--- START DATASET RECORDS ---

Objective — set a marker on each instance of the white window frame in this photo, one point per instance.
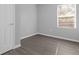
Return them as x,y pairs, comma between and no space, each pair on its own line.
58,18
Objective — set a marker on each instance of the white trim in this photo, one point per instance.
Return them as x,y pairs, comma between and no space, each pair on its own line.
17,46
28,36
63,38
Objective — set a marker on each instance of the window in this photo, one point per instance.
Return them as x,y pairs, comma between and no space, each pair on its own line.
66,16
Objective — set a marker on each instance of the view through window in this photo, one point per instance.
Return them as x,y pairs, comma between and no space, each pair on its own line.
66,16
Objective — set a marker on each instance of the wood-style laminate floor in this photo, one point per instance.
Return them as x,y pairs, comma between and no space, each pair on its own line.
43,45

--- END DATASET RECORDS ---

### JOB
Pull out every line of text in the items above, word for word, and leave the pictures out.

### SOLUTION FOR THIS TASK
Objective — set a marker on each instance of the white window frame in this photo, one point per instance.
Return them as x,y pairs, comma between and no space, each pair on its own line.
58,18
Objective — set a marker on each instance of the white trim in this photo, one point per instance.
Return them as x,y pairs, comma between and no space, each pair on its own line.
17,46
28,36
63,38
Objective — set a marker on each instance of the window in this photo, one point per instance.
Return them as x,y pairs, comma between and no space, each pair on its own line.
66,16
Objective — set a marker on each instance of the view through window in this photo, one point per instance.
Return them as x,y pairs, comma between and no space, each pair on its own line.
66,16
Objective — set a marker on each instance of the wood-style laminate floor in this photo, one point per instance.
Return them as x,y pairs, comma between and no space, each pair on its own line.
43,45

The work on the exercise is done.